> STATED EXERCISE
Every record should be repeated exactly, except that pictures are left out.

> INPUT MATERIAL
- - - -

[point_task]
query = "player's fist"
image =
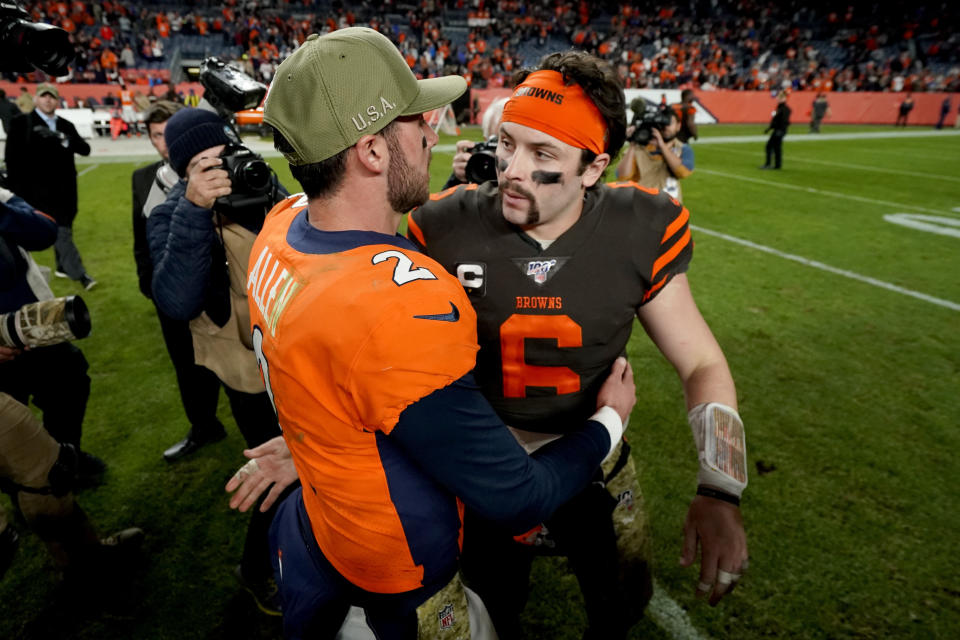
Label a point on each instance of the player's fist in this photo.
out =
(619, 391)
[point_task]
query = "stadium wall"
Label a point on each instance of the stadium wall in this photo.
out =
(756, 107)
(725, 107)
(98, 91)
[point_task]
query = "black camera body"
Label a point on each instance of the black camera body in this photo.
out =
(644, 123)
(228, 89)
(482, 165)
(25, 44)
(251, 181)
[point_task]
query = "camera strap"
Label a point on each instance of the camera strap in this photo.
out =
(35, 278)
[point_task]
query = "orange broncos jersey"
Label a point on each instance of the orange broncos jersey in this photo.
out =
(350, 328)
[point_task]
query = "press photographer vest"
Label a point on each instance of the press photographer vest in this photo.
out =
(227, 350)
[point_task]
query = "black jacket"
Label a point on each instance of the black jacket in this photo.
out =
(8, 111)
(40, 164)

- - - -

> THE REPLY
[point_task]
query = "player's fist"
image =
Label a point on each instance of the player's fist in this photo.
out =
(619, 391)
[point_task]
query = "stadium wall"
Label a point on each instance of the stadium wall in this photo.
out =
(756, 107)
(725, 107)
(98, 91)
[point_task]
query = "black camera body"
Label a point on each instance of the black camera body in this photo.
out =
(644, 123)
(228, 89)
(482, 165)
(25, 44)
(251, 181)
[point_task]
query = "camera strap"
Label a point on each instance of the camera strap in this photo.
out =
(35, 278)
[point_task]
query = "orange broncos jersey"
Label a point on each instance of the orange broncos jersey in this photo.
out =
(350, 328)
[point_task]
query = "press photographer vest"
Label a point on each instance of the press photographer vest in this photo.
out =
(227, 350)
[point_task]
query = "black jacket"
Label a point on each instance of the black jacket in this photo.
out =
(8, 111)
(40, 164)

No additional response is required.